### [Records supplied]
● ● ● ● ● ● ●
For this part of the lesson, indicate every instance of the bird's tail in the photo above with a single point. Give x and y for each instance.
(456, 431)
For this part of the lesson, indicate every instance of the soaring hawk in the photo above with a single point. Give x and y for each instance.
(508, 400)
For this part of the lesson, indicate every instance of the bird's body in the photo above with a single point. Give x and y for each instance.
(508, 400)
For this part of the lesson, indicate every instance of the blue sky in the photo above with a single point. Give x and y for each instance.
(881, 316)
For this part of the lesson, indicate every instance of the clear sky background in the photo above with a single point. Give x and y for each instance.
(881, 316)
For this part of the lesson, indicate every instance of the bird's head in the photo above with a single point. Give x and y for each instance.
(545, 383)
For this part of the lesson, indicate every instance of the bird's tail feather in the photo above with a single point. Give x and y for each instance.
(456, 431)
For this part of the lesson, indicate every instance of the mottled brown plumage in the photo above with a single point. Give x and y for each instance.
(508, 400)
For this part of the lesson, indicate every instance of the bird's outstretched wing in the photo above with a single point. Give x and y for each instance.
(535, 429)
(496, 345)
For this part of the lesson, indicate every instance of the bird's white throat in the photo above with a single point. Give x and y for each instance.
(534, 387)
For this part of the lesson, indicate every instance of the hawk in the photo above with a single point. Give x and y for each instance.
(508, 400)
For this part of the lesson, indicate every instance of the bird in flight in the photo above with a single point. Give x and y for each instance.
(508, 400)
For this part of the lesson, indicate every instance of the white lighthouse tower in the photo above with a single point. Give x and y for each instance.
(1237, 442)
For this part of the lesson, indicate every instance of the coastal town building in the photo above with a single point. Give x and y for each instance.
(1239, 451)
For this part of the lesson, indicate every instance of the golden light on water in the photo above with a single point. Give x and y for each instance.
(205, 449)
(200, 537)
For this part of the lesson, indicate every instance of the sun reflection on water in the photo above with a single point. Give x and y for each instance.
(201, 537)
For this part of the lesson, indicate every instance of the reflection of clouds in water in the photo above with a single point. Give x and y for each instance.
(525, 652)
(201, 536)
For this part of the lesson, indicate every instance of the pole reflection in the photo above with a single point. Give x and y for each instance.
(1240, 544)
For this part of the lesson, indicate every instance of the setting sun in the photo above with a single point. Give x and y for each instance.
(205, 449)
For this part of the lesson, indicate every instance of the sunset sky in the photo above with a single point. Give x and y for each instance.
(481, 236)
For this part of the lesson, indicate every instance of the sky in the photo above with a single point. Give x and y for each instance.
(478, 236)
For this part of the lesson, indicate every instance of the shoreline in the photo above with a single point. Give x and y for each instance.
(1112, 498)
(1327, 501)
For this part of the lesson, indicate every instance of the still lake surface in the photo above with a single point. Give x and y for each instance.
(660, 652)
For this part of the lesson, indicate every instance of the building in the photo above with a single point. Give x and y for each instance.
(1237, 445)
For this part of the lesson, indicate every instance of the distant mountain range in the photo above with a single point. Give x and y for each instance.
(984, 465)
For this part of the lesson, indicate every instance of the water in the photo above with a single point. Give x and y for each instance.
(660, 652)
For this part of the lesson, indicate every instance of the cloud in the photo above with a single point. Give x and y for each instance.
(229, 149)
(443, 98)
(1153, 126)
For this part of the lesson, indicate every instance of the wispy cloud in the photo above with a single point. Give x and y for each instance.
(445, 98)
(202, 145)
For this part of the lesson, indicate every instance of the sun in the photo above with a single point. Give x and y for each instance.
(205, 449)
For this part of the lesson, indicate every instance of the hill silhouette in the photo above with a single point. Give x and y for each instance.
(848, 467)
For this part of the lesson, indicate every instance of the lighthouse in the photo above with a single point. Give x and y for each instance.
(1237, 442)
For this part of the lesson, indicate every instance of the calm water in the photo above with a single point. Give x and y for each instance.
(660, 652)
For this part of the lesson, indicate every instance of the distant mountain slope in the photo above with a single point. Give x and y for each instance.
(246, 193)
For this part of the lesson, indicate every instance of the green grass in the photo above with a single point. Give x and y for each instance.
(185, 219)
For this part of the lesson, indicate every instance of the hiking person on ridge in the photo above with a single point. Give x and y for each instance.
● ● ● ● ● ● ●
### [Task details]
Copy the listing word for word.

### [Output for this exercise]
For this part of the lesson, indicate every instance of the bird's tail in the photo above with a single point. Give x and y for each instance.
(456, 431)
For this part of the lesson, indicate every instance of the soaring hawk in the photo above with a single point. Give x and y for each instance.
(508, 400)
For this part of the lesson, indicate every instance of the bird's body in the photo above with a single point. Give x and y for each instance.
(508, 400)
For this part of the lesson, indicate every instance of the blue sky in the photo above with a single point. Give x and y for each instance.
(881, 316)
For this part of the lesson, indicate every instance of the clear sky background in the photo above with a single point. Give x and y for each instance.
(881, 316)
For this part of the lesson, indicate every instance of the bird's head in the photo above with a single point. Give x and y for each instance.
(545, 383)
For this part of the lesson, indicate every instance of the bird's tail feather in the photo above with a single point. Give x and y for each instance.
(456, 431)
For this part of the lesson, indicate every instance of the mottled brown plumage in the photo above with a single point. Give x and y for each instance.
(508, 400)
For this part of the lesson, indicate every instance of the bird's outstretched wing in the photo above with a single point. Give x and y for each instance.
(535, 429)
(496, 345)
For this part of the lesson, indicate every instance of the bird's white throat in the photo above with a single point. Give x and y for each instance.
(534, 387)
For this part of the lesson, indicate every instance of the hawk in the photo above with a single point. Give x and y for each instance.
(508, 400)
For this part of the lesson, indicate every instance of the bird in flight in the photo above with a single point. Give x and y for each instance.
(508, 400)
For this part of the lesson, indicate every instance of the white lighthouse tower in the photo above with a single point. Give x and y for each instance.
(1237, 442)
For this part of the lesson, indicate every instance of the coastal town building in the photo above with a single point. Give x and y for each instance.
(1239, 451)
For this part of the lesson, indicate every instance of the golden light on water in the photo above with a single point. Give x and y for each instance.
(205, 449)
(200, 537)
For this part of the lesson, indicate every instance of the sun reflection on water in the photo above with a single point. Give x and y for each instance.
(201, 537)
For this part of the lesson, indicate every instance of the reflection of clouds in water in the photo above with a single point. Give x and y for each instance.
(525, 652)
(201, 536)
For this part of the lesson, indicate every instance of the pole reflection in the photo above with a single point. Give x and y for each instance.
(1240, 544)
For this part of the lesson, indicate every instance of the setting sun in the photo above with a single point. Give x and y for each instance.
(205, 449)
For this part of the lesson, indicate every instance of the sunset sky in the photo above with a single point. Give x and y for each instance.
(481, 236)
For this part of the lesson, indicate every instance of the sky in the photo above with a single point. Give x and y for each instance.
(478, 236)
For this part of the lesson, indicate every instance of the shoreline in the photo above with a single point. Give x and y for each instance.
(1112, 498)
(1327, 501)
For this part of the lesson, indicate every instance of the still lake surface in the photo above with a single point. Give x and y for each instance.
(660, 652)
For this part of the lesson, indicate every instance of the building in the photo above with a single point. Give x and y for each instance.
(1237, 445)
For this part of the lesson, indicate every instance of the distant mountain range in the photo above with a single point. Give x and y for each instance.
(984, 465)
For this part of the lesson, indicate every instance of the water in the photo above with a single point. Give x and y for each instance.
(660, 652)
For this part of the lesson, indicate every instance of the cloud in the photo above with a single point. Give x and y for each instance.
(229, 149)
(443, 98)
(1153, 126)
For this part of the lesson, indicate every instance of the wispy cloud in the photo above with a single point. Give x and y for each instance.
(445, 98)
(202, 145)
For this part of the lesson, indicate every instance of the sun in the photo above with a single point. Give x and y for each instance.
(205, 449)
For this part of the lesson, indicate every instance of the hill silhouette in the photo above with a single point. Give x and y for each instance.
(848, 467)
For this part of the lesson, indicate every instance of the lighthouse in the photo above with a single point. Give x and y for each instance.
(1237, 442)
For this part of the lesson, indicate every instance of the calm water in the photo above with a single point. Give x and y for each instance.
(660, 652)
For this part of the lesson, indicate every instance of the distant mountain slope in the photo above with a single point. Give x and y for each instance.
(246, 193)
For this part of the lesson, indicate every instance of the green grass in the photo above with a single point. Give x and y for each instance.
(185, 219)
For this part of the lesson, indicate every instance of the hiking person on ridge in the photo above with a single point. Give x and y for each instance.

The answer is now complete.